Please repeat every line of the records below word for word, leaving the pictures out of your answer.
#### Given entries ####
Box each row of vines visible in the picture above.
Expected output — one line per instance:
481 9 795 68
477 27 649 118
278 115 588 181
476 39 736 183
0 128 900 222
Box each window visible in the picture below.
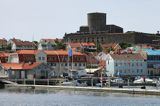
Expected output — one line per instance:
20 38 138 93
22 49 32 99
52 63 56 66
137 69 139 73
38 57 41 60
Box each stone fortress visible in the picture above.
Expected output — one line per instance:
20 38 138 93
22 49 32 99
64 12 160 44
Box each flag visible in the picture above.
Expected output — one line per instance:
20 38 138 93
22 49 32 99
68 45 72 57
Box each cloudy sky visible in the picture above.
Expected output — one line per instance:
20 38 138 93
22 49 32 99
0 0 160 41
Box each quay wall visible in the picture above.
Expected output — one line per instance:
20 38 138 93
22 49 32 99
5 84 160 96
####
Task solution ::
Box each row of vines visible in the picture above.
Expected output — one line per instance:
481 9 795 68
477 27 649 118
278 115 588 181
476 39 736 183
0 128 900 222
Box each window visible in the picture below.
Expected output — one line per instance:
20 38 138 93
22 49 32 99
52 63 56 66
137 69 139 73
38 57 41 60
Box each stone fortress visible in the picture above.
Expected output — one line per instance:
20 38 138 93
22 49 32 99
64 12 160 44
Box each flag visible in the picture above.
Expected output — one line per instance:
20 38 138 93
22 49 32 99
68 45 72 57
Box each cloudy sky visible in the picture above.
Expected output — one line per instance:
20 38 138 93
22 49 32 99
0 0 160 41
Box each quay wall visible in the picture above.
Expected output — one line per instance:
20 38 138 93
22 49 32 99
5 84 160 96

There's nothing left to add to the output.